* **What to work on**
Could you render every line below as a JSON list of strings, one string per line, skipping any blank lines?

* **Material for this task**
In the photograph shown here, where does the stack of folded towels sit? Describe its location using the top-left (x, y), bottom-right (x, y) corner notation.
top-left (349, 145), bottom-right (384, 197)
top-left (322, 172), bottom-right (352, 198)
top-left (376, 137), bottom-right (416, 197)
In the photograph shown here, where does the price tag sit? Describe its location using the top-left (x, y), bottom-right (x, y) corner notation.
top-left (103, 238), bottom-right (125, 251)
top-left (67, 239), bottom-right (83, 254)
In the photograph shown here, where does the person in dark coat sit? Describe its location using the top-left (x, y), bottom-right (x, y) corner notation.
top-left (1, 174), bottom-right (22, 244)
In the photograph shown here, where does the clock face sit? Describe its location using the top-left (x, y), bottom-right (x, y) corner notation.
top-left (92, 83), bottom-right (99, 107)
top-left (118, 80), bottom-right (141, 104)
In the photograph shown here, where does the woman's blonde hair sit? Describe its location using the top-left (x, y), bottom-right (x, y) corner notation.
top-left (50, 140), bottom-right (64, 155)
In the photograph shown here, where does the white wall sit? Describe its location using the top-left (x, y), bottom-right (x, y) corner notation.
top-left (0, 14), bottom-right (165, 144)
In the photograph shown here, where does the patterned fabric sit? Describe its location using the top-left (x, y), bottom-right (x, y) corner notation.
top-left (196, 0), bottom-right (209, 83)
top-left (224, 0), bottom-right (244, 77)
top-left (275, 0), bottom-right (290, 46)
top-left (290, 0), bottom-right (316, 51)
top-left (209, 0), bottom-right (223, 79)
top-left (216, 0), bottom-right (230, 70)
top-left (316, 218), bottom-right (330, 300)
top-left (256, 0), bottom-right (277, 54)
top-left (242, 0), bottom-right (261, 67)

* **Answer for this exercise**
[
  "In the photograph shown here, where does the stack of folded towels sit? Describe its location using the top-left (x, y), bottom-right (x, y) corner notation.",
  "top-left (349, 145), bottom-right (384, 197)",
  "top-left (322, 172), bottom-right (352, 198)",
  "top-left (376, 137), bottom-right (416, 197)",
  "In the photograph shown here, where does the price tag sit? Describe its location using the top-left (x, y), bottom-right (x, y) corner notation.",
  "top-left (103, 238), bottom-right (125, 251)",
  "top-left (67, 239), bottom-right (83, 254)",
  "In the photograph shown here, where does the person in dark coat sit? Describe its location using the top-left (x, y), bottom-right (x, y) corner notation.",
  "top-left (1, 174), bottom-right (22, 244)",
  "In the photograph shown here, where does the clock face sit? Describe its location using the top-left (x, y), bottom-right (x, y) corner notation.",
  "top-left (92, 83), bottom-right (99, 107)",
  "top-left (118, 80), bottom-right (141, 104)",
  "In the photograph shown here, where does the woman's blonde hair sit? Describe its location using the top-left (x, y), bottom-right (x, y) corner notation.",
  "top-left (50, 140), bottom-right (64, 155)",
  "In the photograph shown here, where does the white wall sit? Describe its location using the top-left (x, y), bottom-right (x, y) corner notation.",
  "top-left (0, 14), bottom-right (165, 144)",
  "In the photograph shown here, where does the patterned fabric sit? Describe its location using the top-left (x, y), bottom-right (x, y) corner notation.",
  "top-left (196, 0), bottom-right (209, 83)",
  "top-left (224, 0), bottom-right (244, 77)",
  "top-left (275, 0), bottom-right (290, 46)",
  "top-left (290, 0), bottom-right (316, 51)",
  "top-left (209, 0), bottom-right (223, 79)",
  "top-left (216, 0), bottom-right (230, 70)",
  "top-left (316, 218), bottom-right (330, 300)",
  "top-left (256, 0), bottom-right (277, 54)",
  "top-left (242, 0), bottom-right (261, 67)"
]